- _Point labeling dataset excerpts_
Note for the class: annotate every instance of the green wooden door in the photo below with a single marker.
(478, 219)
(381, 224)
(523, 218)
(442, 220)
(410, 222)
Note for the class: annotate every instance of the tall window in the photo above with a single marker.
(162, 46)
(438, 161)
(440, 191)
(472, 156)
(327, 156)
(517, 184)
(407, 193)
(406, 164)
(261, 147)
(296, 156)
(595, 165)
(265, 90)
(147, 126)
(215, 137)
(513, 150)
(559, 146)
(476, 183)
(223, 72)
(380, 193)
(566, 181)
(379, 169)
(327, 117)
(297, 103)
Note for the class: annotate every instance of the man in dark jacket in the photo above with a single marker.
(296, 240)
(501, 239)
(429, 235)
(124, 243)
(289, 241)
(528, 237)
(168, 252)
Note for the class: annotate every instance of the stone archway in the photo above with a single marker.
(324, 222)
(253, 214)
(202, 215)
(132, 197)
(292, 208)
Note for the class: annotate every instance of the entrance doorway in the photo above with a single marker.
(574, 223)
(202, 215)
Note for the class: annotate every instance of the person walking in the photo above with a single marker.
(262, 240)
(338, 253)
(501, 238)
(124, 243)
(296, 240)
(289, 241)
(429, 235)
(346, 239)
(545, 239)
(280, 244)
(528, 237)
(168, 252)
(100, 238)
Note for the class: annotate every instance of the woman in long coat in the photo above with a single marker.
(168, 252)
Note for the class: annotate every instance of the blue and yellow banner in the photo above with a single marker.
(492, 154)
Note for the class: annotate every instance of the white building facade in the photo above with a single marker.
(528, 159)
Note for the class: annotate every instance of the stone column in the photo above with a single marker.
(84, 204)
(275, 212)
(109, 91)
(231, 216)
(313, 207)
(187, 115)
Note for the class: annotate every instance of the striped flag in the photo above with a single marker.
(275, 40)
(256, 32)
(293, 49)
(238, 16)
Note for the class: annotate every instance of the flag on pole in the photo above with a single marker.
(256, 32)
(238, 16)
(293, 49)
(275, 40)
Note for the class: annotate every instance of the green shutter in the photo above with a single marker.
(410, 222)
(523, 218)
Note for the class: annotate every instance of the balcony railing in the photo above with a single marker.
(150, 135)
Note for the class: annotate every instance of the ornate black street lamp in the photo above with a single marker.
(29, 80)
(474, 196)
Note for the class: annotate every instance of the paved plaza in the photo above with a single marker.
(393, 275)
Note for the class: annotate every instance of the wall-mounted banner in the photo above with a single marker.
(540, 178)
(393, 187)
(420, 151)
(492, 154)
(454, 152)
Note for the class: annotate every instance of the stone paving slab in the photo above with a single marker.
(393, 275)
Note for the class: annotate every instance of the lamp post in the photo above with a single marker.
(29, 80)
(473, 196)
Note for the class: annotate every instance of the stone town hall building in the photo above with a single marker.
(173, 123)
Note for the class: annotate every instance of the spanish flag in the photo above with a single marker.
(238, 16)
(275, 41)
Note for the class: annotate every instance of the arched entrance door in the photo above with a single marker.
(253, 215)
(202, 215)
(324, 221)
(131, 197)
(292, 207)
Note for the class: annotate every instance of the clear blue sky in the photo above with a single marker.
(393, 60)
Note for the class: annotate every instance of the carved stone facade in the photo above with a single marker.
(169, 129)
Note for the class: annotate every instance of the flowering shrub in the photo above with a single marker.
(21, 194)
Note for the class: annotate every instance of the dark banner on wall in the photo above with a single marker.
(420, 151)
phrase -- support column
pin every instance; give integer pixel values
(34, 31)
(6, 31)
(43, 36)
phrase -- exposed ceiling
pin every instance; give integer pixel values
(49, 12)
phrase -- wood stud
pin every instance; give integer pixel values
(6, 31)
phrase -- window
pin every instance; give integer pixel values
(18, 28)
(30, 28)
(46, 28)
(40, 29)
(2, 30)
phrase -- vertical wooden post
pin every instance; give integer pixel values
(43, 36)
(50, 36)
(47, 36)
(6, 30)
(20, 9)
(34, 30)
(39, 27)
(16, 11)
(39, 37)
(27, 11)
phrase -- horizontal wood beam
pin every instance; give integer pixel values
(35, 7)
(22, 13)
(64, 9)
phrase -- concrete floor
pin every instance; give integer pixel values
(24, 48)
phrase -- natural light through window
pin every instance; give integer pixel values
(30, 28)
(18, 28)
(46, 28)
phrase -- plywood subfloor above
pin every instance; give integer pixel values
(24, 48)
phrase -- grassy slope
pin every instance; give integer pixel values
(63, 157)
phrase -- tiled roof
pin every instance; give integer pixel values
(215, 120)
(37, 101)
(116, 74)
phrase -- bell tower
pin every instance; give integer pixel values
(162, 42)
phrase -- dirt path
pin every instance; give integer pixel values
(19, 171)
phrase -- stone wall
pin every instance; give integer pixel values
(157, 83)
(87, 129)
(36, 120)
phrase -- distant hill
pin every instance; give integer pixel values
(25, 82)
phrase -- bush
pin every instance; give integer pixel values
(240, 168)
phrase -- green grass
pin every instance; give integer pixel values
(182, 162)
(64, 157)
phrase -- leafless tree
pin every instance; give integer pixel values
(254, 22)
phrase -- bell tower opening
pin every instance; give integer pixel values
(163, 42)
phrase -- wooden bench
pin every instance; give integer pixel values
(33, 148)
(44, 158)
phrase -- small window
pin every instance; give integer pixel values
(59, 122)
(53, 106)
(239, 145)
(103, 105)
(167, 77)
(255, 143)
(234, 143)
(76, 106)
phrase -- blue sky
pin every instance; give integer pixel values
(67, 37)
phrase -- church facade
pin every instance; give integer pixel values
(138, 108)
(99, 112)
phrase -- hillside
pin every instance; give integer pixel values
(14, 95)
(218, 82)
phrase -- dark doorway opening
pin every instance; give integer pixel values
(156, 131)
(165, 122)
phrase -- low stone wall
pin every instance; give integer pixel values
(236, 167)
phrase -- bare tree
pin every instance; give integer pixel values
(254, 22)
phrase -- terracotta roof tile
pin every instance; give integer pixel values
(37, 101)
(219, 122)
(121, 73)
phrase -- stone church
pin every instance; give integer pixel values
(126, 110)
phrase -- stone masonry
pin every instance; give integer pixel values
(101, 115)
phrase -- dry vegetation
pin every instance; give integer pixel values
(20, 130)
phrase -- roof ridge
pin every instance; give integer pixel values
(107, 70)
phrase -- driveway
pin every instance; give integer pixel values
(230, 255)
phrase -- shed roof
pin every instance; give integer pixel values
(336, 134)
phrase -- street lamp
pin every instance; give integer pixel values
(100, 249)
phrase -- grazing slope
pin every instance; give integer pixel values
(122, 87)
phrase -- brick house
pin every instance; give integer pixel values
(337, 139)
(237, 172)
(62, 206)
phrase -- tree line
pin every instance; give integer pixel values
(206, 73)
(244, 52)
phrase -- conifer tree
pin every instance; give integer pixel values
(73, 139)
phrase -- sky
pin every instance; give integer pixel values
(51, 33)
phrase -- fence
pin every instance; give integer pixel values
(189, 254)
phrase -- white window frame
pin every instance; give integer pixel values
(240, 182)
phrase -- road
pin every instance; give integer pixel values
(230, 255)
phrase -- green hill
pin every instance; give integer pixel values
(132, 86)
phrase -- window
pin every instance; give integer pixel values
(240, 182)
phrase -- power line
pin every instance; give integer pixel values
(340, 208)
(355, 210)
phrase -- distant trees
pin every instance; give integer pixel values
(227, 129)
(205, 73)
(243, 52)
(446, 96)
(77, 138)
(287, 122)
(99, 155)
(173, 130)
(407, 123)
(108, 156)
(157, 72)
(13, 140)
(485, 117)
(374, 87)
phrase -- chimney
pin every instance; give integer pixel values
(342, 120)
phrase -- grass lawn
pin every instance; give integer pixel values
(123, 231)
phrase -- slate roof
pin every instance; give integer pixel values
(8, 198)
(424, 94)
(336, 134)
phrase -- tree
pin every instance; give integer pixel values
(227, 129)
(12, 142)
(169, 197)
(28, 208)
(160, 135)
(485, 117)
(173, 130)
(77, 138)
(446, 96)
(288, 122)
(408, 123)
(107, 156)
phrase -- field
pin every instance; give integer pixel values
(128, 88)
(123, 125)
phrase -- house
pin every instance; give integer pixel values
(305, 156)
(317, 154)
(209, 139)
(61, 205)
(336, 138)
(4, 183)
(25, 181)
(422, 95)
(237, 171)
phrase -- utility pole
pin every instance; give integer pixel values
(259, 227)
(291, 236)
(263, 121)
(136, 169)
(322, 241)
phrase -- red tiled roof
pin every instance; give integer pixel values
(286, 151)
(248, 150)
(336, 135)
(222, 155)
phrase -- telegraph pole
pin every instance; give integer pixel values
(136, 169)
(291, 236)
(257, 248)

- _Required task_
From the line containing "phrase -- chimney" through the closing line of the material above, return every line exactly and omit all others.

- _Result for this task_
phrase -- chimney
pin every instance; give integer pixel values
(342, 120)
phrase -- grass lawn
pin every instance; give integer pixel values
(123, 231)
phrase -- slate roof
pin every instance; give integer pixel values
(8, 198)
(424, 94)
(336, 134)
phrase -- tree
pin every instance; give integer pixel values
(227, 129)
(12, 142)
(169, 197)
(28, 208)
(160, 135)
(485, 117)
(173, 130)
(77, 138)
(446, 96)
(288, 122)
(408, 123)
(107, 156)
phrase -- field
pin every instance; give integer pixel values
(128, 88)
(123, 125)
phrase -- house
pin every instance; give integer pixel values
(305, 156)
(317, 154)
(209, 139)
(61, 205)
(336, 138)
(4, 183)
(25, 181)
(422, 95)
(237, 171)
phrase -- utility pole
pin every instance; give integer pixel values
(259, 227)
(291, 236)
(263, 121)
(136, 169)
(322, 241)
phrase -- red tiled roof
pin every instance; give integer pixel values
(286, 151)
(248, 150)
(336, 135)
(222, 155)
phrase -- telegraph pole
pin every instance; give integer pixel values
(136, 169)
(291, 236)
(257, 248)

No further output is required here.